Data section ->

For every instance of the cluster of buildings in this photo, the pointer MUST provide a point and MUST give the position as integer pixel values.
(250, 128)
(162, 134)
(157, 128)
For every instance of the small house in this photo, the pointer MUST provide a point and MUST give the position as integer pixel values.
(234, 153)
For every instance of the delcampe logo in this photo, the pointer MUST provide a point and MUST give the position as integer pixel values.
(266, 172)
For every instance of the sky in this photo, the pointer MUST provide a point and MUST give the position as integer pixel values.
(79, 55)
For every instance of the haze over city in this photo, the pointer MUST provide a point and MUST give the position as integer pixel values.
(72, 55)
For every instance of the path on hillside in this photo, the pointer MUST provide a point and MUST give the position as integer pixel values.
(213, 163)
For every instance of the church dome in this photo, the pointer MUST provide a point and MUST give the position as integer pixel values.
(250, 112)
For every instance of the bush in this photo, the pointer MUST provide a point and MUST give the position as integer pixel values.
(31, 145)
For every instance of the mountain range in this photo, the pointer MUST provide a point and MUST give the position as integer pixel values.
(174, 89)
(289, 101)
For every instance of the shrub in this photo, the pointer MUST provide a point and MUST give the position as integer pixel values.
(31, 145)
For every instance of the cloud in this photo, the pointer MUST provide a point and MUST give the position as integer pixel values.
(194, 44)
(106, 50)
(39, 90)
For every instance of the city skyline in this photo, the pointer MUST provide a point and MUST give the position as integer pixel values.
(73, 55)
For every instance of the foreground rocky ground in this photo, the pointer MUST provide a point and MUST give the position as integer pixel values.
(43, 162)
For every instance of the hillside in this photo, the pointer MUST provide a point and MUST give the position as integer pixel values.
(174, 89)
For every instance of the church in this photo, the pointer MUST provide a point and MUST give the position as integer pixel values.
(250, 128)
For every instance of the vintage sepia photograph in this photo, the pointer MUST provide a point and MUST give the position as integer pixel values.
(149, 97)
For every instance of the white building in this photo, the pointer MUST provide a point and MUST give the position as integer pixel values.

Exercise details -> Reproduce the data. Keep it exact.

Response ->
For every instance of the cluster of buildings in this photo, the pointer MUST provide a point and MUST give the position as integer pixel values.
(250, 128)
(162, 134)
(157, 128)
For every instance of the small house in this photo, the pointer MUST provide a point and MUST give the position as integer pixel values.
(234, 153)
For every instance of the delcampe logo in this photo, the pointer MUST provide a point and MUST give the position as integer pixel values.
(266, 172)
For every instance of the sky in this photo, the pointer MUST provide a point and MUST give the position as integer pixel values.
(79, 55)
For every instance of the haze over city in this photo, the pointer MUST provide a point and MUST give the position as integer pixel values.
(72, 55)
For every instance of the path on hillside in this photo, the pointer MUST provide a point and MUST give the position as integer pixel values.
(213, 163)
For every instance of the church dome in this photo, the pointer MUST provide a point and MUST give the position as integer pixel values.
(250, 112)
For every instance of the bush in this photo, the pointer MUST provide a point and MUST give the position as integer pixel values.
(31, 145)
For every instance of the mountain range in this photo, the pointer MUST provide a point and MUST give the position as integer pixel values.
(174, 89)
(289, 101)
For every instance of the shrub in this photo, the pointer MUST provide a point and MUST give the position as integer pixel values.
(31, 145)
For every instance of the cloud in this photo, the pointer MUST provide a point and MUST give the position as integer pixel values.
(194, 44)
(106, 50)
(39, 90)
For every instance of the city skyline in this photo, the pointer MUST provide a point and MUST give the position as integer pixel values.
(73, 55)
For every instance of the foreground rocky ground in this photo, the pointer MUST provide a point and MUST give the position as integer pixel values.
(43, 162)
For every instance of the hillside in this photo, the pointer MUST provide a point and MUST give the position as integer pixel values.
(174, 89)
For every instance of the church in this photo, the pointer MUST provide a point and MUST give the position as integer pixel values.
(250, 128)
For every instance of the vintage sepia photograph in this photo, the pointer MUST provide a point and MUST give the position as integer pixel values.
(149, 97)
For every instance of the white building in this photo, the pointer MUST provide a point and MUST give the position as integer pixel values.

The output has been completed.